→ SET EXERCISE: Reproduce the lines of the material from the start through the line containing "point(181, 164)", inclusive, keeping the requests. Scale every answer coordinate by 0.4 and round to whole numbers with halves going up, but leave the sample points in the requests unchanged.

Data items

★ ★ ★

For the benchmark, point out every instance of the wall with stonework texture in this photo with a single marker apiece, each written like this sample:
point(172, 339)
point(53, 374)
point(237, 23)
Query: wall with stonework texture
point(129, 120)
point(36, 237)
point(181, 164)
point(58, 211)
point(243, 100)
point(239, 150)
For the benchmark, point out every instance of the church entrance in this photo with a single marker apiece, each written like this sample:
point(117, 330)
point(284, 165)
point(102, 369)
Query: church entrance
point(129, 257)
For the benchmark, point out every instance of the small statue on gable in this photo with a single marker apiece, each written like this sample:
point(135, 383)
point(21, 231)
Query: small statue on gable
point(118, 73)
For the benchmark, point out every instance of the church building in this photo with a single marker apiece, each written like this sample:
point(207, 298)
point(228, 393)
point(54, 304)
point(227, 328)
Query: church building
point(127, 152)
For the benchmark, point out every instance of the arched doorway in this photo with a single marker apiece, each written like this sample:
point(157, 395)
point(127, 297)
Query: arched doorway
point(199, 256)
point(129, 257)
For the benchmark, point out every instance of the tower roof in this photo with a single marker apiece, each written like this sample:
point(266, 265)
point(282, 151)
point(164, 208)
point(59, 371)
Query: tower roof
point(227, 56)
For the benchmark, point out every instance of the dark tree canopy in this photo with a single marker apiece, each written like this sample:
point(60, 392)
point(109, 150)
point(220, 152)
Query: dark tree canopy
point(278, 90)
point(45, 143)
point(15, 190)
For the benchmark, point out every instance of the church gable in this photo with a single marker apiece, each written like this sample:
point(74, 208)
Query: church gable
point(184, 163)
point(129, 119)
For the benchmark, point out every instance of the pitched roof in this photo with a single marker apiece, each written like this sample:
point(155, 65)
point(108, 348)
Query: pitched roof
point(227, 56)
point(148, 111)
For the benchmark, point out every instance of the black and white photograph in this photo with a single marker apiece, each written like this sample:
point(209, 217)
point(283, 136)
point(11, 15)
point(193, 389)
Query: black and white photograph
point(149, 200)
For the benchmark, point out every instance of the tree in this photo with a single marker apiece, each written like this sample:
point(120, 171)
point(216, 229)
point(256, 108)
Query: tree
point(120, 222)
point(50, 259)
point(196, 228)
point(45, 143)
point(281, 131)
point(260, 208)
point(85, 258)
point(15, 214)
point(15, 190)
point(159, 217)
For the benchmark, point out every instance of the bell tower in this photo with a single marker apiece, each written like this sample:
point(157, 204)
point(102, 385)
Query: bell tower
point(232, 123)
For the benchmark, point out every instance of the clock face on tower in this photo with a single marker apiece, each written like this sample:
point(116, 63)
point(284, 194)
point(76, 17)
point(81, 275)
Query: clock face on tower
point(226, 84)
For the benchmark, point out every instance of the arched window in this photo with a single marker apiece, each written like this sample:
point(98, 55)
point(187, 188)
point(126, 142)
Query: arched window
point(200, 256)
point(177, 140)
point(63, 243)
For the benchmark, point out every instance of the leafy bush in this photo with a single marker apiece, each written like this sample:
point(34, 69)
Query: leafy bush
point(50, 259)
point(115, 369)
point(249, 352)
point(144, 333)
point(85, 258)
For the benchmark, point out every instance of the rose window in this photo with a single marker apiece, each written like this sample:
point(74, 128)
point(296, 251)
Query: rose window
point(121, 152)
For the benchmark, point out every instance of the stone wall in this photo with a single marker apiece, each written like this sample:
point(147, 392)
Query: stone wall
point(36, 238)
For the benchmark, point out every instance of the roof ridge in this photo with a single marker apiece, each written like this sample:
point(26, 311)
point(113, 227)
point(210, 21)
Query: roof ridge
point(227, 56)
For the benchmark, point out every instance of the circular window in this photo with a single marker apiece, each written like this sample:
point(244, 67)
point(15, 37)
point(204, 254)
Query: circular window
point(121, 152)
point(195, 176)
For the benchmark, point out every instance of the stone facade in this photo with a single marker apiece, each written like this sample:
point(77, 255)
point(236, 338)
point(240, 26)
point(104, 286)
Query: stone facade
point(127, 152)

★ ★ ★

→ REPLY TO THE EXERCISE:
For the benchmark, point out every instance of the wall with stonework texture in this photo with a single marker apiece, each written like this sample:
point(172, 339)
point(53, 374)
point(237, 23)
Query: wall with stonework texture
point(52, 48)
point(14, 95)
point(72, 66)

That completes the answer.